* start TEXT SECTION *
Michael Shannon is that rare kind of leading actor wherein his distinctive physical presence and mysteriously skittish vibe could easily have limited his career prospects. A slender yet towering frame, a weathered, stony face, piercing eyes, and a soft-spoken southern drawl, the Kentucky-born actor could have effectively coasted through his career were he to have settled for being typecast as imposing roughnecks and eccentric henchmen haunting the margins of genre movies. Yet despite this immediate physical impression Shannon projects, his career has enjoyed an undeniable versatility in front of the camera thus far. 

That being said, Shannon has undeniably displayed a flair for certain roles over others throughout his storied career. For example, who could forget his turn as the predatory and sadistic Richard Strickland in The Shape of Water whose only desire is to exert power over and destroy anything he finds to be an affront to God’s design? Or his heartless embodiment of notorious hitman Richard Kuklinski in The Iceman who seems to feel nothing resembling human emotion even as he slaughters his way through the New York criminal underworld? One only needs to experience the fierce, transfixing glare of his steely eyes to be convinced the actor has the acumen to make you believe he is hiding something sinister, something damaged under a precarious surface of normalcy.  As the saying by Cicero goes, the face is a picture of the mind and the eyes are its interpreters, and Shannon’s spellbinding glare can tell a story of profound, unsettling depth all its own.
* end TEXT SECTION *
* start RECORDED INFORMATION *
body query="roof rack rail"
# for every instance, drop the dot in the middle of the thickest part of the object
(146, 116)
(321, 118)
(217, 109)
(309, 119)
* end RECORDED INFORMATION *
GIVEN PROBLEM:
According to the piece on Michael Shannon, which real-life figure does he portray in The Iceman? The data has nothing to do with what is asked here.

SOLUTION FOR THIS PROBLEM:
The notorious hitman Richard Kuklinski.